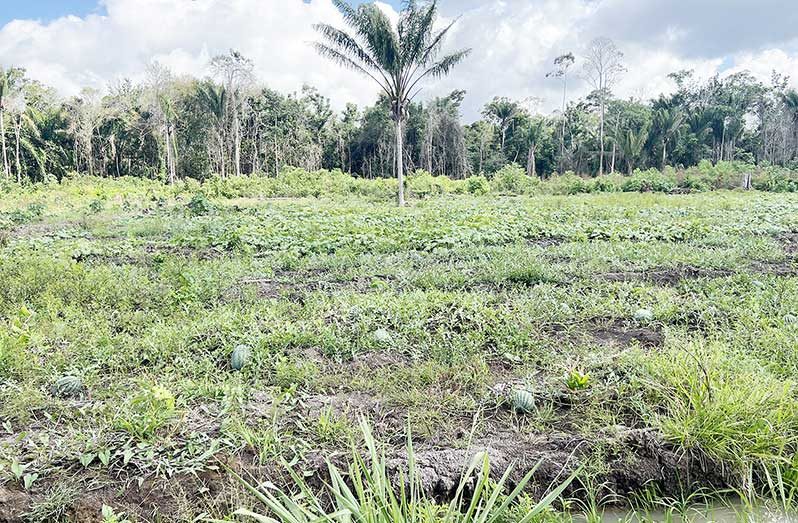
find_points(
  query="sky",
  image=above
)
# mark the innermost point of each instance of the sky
(71, 44)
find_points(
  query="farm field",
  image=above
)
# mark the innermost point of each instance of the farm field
(646, 343)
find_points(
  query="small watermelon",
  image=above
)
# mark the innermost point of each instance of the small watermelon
(382, 336)
(644, 315)
(240, 357)
(67, 386)
(522, 400)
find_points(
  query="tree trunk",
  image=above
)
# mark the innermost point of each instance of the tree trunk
(17, 130)
(237, 141)
(612, 161)
(562, 133)
(221, 156)
(530, 163)
(601, 138)
(6, 169)
(400, 161)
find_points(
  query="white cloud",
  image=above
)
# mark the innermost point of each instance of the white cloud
(513, 42)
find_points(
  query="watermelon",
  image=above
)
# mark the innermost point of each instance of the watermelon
(644, 315)
(522, 400)
(68, 386)
(382, 336)
(240, 357)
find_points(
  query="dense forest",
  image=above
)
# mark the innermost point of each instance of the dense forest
(172, 127)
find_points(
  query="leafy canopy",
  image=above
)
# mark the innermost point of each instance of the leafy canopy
(397, 58)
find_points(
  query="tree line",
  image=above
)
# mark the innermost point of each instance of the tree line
(227, 124)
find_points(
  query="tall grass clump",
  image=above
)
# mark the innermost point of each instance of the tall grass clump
(366, 492)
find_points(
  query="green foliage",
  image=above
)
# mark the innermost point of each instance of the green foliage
(199, 205)
(651, 180)
(477, 185)
(364, 491)
(150, 409)
(512, 179)
(577, 380)
(240, 357)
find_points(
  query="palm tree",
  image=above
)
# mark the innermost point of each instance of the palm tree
● ● ● ●
> _Problem_:
Pictures are to be left out, while the records are copied word for word.

> _Response_:
find_points(
  query="sky",
  image=above
)
# mark the innermost point of each instance of the sky
(71, 44)
find_points(
  query="farm field",
  image=above
)
# mark the innermost point of each instance of the farm field
(646, 343)
find_points(
  query="small watermelon",
  image=above
)
# mark the innermost point of each instance of the small watermelon
(382, 336)
(644, 315)
(240, 357)
(67, 386)
(522, 400)
find_points(
  query="tree trunk",
  image=above
)
# mark the innermost point of each instance of the tree trunk
(17, 130)
(237, 141)
(612, 161)
(562, 133)
(221, 156)
(530, 163)
(601, 138)
(6, 169)
(400, 161)
find_points(
  query="white cloud",
  image=above
)
# mark the innermost point of each instance of the white cloud
(513, 42)
find_points(
  query="watermelon",
  image=above
)
# mark the innermost point of each instance of the watermelon
(644, 315)
(522, 400)
(68, 386)
(382, 336)
(240, 357)
find_points(
  query="dense forest",
  image=above
)
# mark the innermost point of each instance of the dense forest
(172, 127)
find_points(
  query="leafy canopy",
  image=above
)
# mark the innermost point of each instance of the leafy canopy
(397, 58)
find_points(
  query="tree line",
  image=above
)
# mark the innermost point of each instance of the tree line
(227, 124)
find_points(
  query="tall grass clump",
  image=above
)
# mark the innermost point of each instance of the tall grass clump
(366, 492)
find_points(
  query="green foliage",
  image=above
)
# mark the innermost point of each instance of the green foliage
(199, 205)
(651, 180)
(477, 185)
(364, 491)
(150, 409)
(512, 179)
(577, 380)
(240, 357)
find_points(
  query="palm tree",
  image=above
)
# mark the innermost point of each instance of the palm tree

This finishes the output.